» **Extract to read**
Segment Open

= Cameron Tuttle =

American author

Cameron Tuttle is an American author. Tuttle attended Acalanes High School in Lafayette, California and Brown University. She then began her career as a writer for an advertising agency before writing her first book, "The Paranoid's Pocket Guide," which landed her on Oprah. Inspired by the movie Thelma and Louise, Tuttle went on the lam in 1996, doing research for what would become the "Bad Girl's Guide to the Open Road."

She is also the author of the Paisley Hanover series (Penguin Books) for young adults.

==Bibliography==
- The Bad Girl's Guide to the Open Road; Cameron Tuttle, illustrator: Susannah Bettag, 1999.
- The Bad Girl's Guide to Getting What You Want; Cameron Tuttle, illustrator: Susannah Bettag, 2000.

Segment Closed

» **Data shown**

Segment Open

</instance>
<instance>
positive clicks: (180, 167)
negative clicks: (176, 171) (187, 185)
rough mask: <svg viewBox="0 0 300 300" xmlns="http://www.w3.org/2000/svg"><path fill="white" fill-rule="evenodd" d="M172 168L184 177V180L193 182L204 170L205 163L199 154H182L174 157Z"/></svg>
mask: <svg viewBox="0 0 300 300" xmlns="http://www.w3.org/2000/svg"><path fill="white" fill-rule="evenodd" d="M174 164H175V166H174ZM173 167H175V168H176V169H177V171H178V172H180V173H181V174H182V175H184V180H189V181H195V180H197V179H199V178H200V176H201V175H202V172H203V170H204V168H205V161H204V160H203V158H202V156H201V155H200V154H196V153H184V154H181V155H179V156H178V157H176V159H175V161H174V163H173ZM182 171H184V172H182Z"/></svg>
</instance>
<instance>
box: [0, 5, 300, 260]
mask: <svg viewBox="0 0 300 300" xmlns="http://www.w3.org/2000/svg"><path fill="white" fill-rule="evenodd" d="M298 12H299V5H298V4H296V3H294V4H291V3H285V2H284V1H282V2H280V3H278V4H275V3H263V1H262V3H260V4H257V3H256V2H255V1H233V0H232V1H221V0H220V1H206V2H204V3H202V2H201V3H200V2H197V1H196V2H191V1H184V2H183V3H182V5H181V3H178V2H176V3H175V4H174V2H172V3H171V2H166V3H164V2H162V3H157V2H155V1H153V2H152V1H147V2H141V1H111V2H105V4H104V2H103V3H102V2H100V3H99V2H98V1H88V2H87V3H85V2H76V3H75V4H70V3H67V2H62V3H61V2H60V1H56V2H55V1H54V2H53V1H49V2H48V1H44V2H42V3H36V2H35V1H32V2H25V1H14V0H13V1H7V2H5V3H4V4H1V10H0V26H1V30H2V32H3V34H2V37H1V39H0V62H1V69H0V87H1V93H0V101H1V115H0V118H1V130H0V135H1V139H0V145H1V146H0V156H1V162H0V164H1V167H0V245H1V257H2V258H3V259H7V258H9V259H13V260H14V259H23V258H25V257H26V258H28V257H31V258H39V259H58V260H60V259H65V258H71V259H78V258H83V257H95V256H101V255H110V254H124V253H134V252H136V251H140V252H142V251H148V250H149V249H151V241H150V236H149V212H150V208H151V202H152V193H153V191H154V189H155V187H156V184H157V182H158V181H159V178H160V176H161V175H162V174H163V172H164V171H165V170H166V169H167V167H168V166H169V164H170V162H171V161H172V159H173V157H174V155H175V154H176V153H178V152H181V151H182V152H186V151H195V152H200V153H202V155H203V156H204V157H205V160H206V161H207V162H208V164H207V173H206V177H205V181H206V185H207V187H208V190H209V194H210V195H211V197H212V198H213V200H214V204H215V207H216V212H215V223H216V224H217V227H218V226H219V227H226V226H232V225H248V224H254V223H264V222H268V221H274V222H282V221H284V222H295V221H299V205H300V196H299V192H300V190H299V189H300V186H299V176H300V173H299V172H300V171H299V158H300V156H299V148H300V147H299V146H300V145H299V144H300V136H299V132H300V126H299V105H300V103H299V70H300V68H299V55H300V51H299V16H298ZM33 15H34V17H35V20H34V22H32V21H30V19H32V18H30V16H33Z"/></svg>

Segment Closed

» **Problem to solve**
Continue the Cameron Tuttle biography from the end of its bibliography.

» **Task answer**
- The Bad Girl's Guide to the Party Life; Cameron Tuttle, illustrator: Susannah Bettag, 2002.
- The Bad Girl's Little Pink Book; Cameron Tuttle, illustrator: Susannah Bettag, 2002.
- Bad Girl's Guide to Getting Personal; Cameron Tuttle, illustrator: 2004.
- The Bad Girl's Rate-Your-Date Journal: Your Guide to Playing the Field - and Keeping Score! Cameron Tuttle, illustrator: Susannah Bettag, 2004.
- "The Paranoid's Pocket Guide"; Cameron Tuttle, 1997.
- "Paisley Hanover Acts Out"; Cameron Tuttle, illustrator: Ali Arnold, 2009.
- "Paisley Hanover Kisses and Tells"; Cameron Tuttle, illustrator: Ali Arnold, 2010.